Document passage:
##############################

Creation of dummy dataset to ensure to ensure that pipeline works:

In [4]:
class DummyImageDataset(Dataset):
    def __init__(self, num_samples=1000, num_classes=10, image_size=(3, 224, 224)):
        self.num_samples = num_samples
        self.num_classes = num_classes
        self.image_size = image_size

    def __len__(self):
        return self.num_samples

    def __getitem__(self, idx):
        image = torch.randn(self.image_size)          # fake image
        label = torch.randint(0, self.num_classes, (1,)).item()  # fake class
        return image, label

## 2.2) Data Splitting

Dummy data splitting in training and validation steps, used for testing pipeline works:

In [5]:
dummy_train_dataset = DummyImageDataset(num_samples=500)
dummy_val_dataset   = DummyImageDataset(num_samples=100)

## 2.3) Data Loaders

Dummy data loaders used for testing pipeline works:

In [6]:
dummy_train_loader = DataLoader(dummy_train_dataset, batch_size=32, shuffle=True)
dummy_val_loader   = DataLoader(dummy_val_dataset, batch_size=32)

## 2.4) Data Preprocessing

# 3) Training Procedure

## 3.1) Load Models

For our project, we are required to compare the performance between fine tuned pre-trained models using transfer learning, and models trained from scratch. Specifically, we will train:

- 3 models using Transfer learning
- 9 models from scratch

Note: Each models will have similar hyperparameters. The 9 different models will come from using **3 different datasets** with **3 different neural network architectures**.

##############################

Available data:
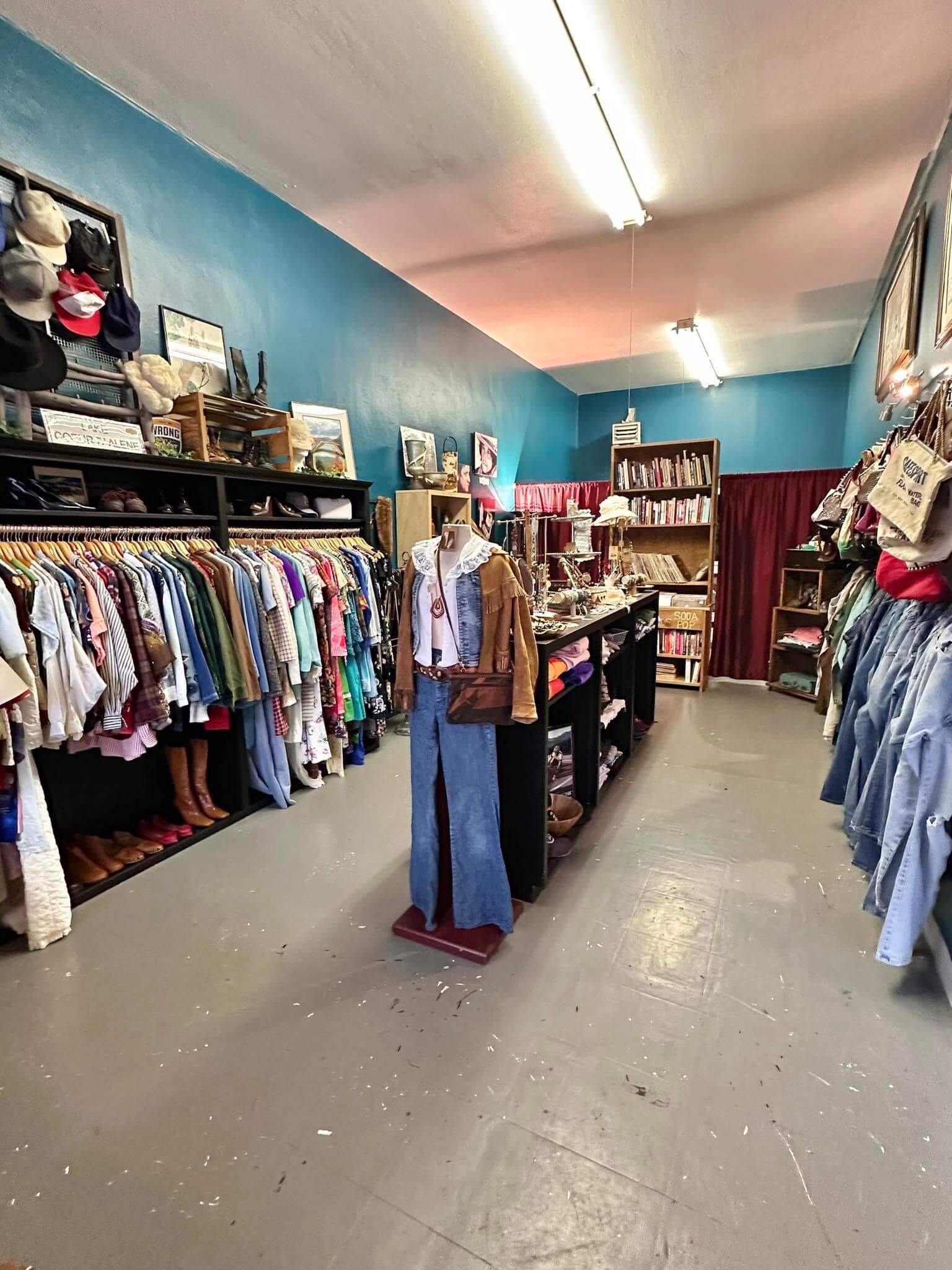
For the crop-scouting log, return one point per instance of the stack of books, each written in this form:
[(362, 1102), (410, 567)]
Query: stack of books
[(684, 469), (681, 643), (655, 567), (672, 511)]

##############################

Exercise brief: In the notebook excerpt, how many models does the project plan to train from scratch? The lines come from a different source than the notebook excerpt.

Solution for this problem: Nine models.